[Collected data]
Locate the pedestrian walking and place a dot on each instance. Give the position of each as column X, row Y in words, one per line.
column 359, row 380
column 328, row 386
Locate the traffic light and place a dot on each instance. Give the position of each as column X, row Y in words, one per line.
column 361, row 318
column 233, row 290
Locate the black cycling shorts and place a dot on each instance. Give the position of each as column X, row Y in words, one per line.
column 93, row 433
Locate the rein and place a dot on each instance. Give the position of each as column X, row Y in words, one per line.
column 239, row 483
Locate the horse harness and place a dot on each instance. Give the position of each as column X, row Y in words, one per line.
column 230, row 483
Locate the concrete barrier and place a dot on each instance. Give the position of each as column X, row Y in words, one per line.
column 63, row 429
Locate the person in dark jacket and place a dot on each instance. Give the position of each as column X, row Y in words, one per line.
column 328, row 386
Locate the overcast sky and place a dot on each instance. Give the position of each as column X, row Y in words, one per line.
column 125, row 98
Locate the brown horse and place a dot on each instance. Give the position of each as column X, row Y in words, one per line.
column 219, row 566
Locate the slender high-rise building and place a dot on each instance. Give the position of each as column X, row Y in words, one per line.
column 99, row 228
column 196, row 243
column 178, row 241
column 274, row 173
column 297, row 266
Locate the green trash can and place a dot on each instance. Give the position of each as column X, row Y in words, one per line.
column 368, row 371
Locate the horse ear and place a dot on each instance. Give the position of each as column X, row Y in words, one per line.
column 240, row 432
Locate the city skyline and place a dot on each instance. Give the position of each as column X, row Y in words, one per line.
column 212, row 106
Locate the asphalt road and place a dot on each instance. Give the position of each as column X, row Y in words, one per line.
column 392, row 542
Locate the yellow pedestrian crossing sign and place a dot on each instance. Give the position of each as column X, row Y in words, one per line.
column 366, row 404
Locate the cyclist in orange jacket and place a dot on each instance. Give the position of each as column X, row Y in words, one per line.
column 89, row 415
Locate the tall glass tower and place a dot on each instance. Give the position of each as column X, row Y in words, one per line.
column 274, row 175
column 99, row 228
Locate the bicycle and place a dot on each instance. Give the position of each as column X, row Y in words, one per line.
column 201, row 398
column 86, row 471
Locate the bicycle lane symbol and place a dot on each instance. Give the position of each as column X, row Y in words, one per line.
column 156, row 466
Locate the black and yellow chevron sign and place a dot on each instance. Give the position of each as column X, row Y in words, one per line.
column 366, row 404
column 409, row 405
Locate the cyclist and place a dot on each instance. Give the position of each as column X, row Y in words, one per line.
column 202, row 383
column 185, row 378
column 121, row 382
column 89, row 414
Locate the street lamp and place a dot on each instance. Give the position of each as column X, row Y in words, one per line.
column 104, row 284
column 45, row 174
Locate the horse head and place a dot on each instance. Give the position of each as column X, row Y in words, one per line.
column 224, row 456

==

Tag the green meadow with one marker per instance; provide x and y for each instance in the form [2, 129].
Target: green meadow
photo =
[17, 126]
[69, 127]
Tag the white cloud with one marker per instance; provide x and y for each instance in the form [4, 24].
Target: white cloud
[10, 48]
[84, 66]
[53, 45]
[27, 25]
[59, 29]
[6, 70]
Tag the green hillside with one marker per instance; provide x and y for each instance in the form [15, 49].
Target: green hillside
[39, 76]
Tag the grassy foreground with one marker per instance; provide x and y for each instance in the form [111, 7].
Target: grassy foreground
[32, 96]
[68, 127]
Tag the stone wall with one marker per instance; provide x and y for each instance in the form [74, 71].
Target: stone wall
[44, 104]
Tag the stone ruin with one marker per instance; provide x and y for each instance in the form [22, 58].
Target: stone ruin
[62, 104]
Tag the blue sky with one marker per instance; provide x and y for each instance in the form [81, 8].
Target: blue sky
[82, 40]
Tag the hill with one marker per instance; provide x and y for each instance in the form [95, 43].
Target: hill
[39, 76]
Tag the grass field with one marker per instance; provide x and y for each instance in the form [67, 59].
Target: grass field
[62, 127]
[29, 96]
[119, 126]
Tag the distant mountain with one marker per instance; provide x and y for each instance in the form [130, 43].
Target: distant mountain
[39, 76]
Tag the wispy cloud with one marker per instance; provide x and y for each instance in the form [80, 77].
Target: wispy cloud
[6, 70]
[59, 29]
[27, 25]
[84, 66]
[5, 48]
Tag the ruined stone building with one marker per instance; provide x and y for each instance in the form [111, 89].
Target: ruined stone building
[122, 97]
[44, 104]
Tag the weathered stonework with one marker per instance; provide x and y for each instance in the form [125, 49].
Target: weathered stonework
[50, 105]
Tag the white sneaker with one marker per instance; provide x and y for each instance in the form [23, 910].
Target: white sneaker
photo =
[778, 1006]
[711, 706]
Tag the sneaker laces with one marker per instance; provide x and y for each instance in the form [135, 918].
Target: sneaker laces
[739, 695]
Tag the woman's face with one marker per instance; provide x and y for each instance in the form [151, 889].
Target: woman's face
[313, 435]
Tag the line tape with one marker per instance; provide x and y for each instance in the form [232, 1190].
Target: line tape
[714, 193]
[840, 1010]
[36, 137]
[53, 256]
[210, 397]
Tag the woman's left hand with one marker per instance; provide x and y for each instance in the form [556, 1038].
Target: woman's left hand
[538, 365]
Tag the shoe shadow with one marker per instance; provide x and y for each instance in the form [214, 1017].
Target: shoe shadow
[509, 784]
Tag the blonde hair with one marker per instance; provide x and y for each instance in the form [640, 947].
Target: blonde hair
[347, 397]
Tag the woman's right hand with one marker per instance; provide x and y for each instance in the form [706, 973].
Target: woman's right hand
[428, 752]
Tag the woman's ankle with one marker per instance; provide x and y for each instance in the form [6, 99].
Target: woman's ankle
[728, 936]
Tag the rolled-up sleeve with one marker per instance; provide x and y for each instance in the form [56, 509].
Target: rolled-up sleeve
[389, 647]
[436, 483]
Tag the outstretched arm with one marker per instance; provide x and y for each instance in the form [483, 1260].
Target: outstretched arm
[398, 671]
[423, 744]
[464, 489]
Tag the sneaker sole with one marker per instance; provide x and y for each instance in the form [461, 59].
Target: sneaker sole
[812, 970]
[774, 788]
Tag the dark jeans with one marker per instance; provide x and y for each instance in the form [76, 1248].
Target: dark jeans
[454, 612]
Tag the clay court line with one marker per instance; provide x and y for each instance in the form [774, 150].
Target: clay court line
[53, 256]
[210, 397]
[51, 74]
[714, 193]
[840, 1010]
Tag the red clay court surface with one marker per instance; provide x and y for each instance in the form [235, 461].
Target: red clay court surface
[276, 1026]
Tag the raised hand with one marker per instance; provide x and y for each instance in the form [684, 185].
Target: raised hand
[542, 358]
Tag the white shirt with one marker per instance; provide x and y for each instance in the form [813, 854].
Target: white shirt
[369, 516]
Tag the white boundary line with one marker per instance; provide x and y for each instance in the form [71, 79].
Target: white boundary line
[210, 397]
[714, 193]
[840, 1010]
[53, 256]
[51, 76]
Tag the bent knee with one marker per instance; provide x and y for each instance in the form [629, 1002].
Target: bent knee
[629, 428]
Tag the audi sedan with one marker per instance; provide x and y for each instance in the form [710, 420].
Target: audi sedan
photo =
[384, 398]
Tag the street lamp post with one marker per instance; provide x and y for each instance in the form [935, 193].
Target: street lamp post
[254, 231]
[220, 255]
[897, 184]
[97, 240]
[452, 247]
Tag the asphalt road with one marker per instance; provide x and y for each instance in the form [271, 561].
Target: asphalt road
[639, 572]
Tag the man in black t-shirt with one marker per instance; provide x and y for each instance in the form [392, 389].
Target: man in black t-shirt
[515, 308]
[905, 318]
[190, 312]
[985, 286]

* WHAT NEEDS TO BE DONE:
The answer must be all the lines above that hold the word "audi".

* RESULT:
Tag the audi sedan with one marker per instance; provide x and y for each instance in the form [710, 420].
Target: audi sedan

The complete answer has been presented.